-- PAGE TEXT start --

The setback viscosity is the viscosity of a paste cooled to 50 °C and held there for some time before the final viscosity is determined. The setback viscosity is correlated with the gelation process of the flour due to the recrystallization of the leached amylose from starch when the flour suspension is heated. A lower setback viscosity indicates less starch retrogradation. In the current study, the presence of YP increased the setback viscosity of the composite flour, although it was non-significant (p > 0.05). However, increasing the YP substitution led to the opposite trend, with a substantial decrease in setback viscosity at 15% YP substitution. Similarly, adding pumpkin seed cake to wheat flour has reduced the setback viscosity (Jukić et al., 2019).

The final viscosity represents the ability of composite flour to form a gel after cooking and cooling. The final viscosity data followed the peak viscosity trend and ranged between 2940 and 3607 cp. Increasing the YP substitution significantly reduced the final viscosity (p < 0.05) and gelling ability of the composite flour. The reduced final viscosity may be correlated with the dilution of starch, a lower degree of starch recrystallization, and lower gel hardness. Thus, a product with YP may have a softer and less brittle gel.

-- PAGE TEXT end --
-- RECORDS FOR THIS TASK start --

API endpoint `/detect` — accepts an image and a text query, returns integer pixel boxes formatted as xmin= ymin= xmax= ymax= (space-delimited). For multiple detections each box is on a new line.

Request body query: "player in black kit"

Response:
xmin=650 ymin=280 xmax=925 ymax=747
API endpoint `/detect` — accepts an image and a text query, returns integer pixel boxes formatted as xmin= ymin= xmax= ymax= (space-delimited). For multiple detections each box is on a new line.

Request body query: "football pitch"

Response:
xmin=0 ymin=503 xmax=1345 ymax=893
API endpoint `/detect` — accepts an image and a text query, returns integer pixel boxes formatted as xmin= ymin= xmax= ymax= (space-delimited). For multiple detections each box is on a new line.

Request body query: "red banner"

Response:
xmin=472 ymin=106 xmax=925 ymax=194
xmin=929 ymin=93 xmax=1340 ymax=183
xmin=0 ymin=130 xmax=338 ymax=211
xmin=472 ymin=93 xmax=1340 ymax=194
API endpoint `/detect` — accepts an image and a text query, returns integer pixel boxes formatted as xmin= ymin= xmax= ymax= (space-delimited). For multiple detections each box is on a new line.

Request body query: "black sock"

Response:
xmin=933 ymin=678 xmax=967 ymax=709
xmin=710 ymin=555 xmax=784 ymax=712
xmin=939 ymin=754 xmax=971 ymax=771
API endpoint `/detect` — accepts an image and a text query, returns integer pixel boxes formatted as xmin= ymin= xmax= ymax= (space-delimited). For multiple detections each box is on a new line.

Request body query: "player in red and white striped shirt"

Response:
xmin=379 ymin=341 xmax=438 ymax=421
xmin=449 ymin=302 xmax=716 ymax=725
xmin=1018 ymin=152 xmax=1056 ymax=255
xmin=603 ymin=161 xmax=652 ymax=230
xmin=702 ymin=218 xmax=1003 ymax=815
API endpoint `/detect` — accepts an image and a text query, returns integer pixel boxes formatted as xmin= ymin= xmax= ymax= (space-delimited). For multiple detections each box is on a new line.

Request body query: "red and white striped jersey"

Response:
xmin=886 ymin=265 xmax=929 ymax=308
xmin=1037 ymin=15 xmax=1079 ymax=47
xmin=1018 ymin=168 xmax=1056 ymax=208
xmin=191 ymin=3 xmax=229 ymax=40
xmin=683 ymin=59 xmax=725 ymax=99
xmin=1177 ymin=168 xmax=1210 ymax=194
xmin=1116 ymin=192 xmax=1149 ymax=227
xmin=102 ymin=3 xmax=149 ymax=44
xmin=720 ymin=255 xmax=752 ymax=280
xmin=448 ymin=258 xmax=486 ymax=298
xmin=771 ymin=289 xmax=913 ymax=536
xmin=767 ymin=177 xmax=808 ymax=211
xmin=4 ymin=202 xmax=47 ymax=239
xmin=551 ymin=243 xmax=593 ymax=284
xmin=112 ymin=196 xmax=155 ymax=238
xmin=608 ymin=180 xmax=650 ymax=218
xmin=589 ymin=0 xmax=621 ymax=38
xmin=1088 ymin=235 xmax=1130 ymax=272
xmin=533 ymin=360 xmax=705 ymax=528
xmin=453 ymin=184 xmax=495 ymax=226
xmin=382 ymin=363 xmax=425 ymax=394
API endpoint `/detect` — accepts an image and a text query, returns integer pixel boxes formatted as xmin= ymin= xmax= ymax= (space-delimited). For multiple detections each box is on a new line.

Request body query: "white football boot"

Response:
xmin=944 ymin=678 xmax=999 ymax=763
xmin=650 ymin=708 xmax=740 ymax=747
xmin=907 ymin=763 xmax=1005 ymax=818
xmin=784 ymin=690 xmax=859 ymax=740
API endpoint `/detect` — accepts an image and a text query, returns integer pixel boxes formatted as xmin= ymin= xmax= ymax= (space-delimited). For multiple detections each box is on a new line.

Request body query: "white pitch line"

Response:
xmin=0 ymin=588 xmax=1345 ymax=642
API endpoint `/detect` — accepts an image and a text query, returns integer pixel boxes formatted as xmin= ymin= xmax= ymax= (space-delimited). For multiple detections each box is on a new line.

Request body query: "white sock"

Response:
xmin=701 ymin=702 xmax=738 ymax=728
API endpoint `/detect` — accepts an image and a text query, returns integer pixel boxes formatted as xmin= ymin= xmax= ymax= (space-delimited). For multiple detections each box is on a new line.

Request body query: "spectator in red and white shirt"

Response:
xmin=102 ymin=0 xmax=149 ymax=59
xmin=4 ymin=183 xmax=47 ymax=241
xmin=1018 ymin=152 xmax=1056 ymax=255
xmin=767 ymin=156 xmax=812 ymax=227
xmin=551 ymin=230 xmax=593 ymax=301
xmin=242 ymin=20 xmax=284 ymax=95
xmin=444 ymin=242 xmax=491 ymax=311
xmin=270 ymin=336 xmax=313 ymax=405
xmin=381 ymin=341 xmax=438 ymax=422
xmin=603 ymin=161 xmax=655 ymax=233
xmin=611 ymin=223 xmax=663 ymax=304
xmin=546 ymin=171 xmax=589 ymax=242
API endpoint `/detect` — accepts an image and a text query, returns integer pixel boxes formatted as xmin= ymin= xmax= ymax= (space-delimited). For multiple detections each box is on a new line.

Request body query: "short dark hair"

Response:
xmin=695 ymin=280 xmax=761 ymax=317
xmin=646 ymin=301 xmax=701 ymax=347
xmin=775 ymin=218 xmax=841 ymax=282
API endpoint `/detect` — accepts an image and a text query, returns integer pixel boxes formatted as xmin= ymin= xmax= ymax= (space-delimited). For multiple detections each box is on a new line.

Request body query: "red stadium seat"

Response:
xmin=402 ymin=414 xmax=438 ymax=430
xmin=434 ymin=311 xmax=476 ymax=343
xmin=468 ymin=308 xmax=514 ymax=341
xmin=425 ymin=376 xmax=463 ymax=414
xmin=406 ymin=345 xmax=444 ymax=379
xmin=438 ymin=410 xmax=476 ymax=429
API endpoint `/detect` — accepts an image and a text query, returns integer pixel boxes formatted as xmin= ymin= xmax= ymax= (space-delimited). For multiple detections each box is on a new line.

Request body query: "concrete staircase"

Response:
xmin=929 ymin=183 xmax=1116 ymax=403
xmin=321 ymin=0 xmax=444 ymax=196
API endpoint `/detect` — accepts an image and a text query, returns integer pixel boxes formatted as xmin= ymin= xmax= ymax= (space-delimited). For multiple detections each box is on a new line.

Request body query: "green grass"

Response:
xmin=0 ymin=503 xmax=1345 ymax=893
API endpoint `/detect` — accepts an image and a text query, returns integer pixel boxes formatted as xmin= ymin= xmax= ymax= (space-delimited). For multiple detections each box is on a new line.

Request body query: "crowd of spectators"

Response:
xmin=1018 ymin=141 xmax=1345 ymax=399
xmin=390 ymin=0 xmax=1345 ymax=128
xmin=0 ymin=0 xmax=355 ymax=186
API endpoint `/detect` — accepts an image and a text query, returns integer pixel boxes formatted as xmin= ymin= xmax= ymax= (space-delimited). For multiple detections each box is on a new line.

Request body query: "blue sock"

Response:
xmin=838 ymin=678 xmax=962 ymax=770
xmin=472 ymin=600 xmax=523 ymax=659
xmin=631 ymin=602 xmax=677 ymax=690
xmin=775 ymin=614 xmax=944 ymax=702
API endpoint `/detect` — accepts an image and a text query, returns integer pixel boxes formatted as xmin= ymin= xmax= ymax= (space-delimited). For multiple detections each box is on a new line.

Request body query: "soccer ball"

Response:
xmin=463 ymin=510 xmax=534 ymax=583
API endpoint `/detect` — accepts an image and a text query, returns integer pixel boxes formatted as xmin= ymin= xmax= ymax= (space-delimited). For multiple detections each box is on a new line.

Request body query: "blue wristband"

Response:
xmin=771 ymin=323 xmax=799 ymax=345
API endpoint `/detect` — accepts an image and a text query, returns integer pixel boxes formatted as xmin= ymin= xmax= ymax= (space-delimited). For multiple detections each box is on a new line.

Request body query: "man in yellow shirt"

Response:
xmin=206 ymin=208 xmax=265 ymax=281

-- RECORDS FOR THIS TASK end --

• [EXERCISE INSTRUCTIONS]
1. Return the portion of the flour viscosity text starting at "The final viscosity represents" and ending at "less brittle gel.", copied word for word.
2. Report every line of the records that contains the string "white", matching case exactly.

• [WRITTEN ANSWERS]
1.
The final viscosity represents the ability of composite flour to form a gel after cooking and cooling. The final viscosity data followed the peak viscosity trend and ranged between 2940 and 3607 cp. Increasing the YP substitution significantly reduced the final viscosity (p < 0.05) and gelling ability of the composite flour. The reduced final viscosity may be correlated with the dilution of starch, a lower degree of starch recrystallization, and lower gel hardness. Thus, a product with YP may have a softer and less brittle gel.

2.
Request body query: "player in red and white striped shirt"
Request body query: "red and white striped jersey"
Request body query: "white football boot"
Request body query: "white pitch line"
Request body query: "white sock"
Request body query: "spectator in red and white shirt"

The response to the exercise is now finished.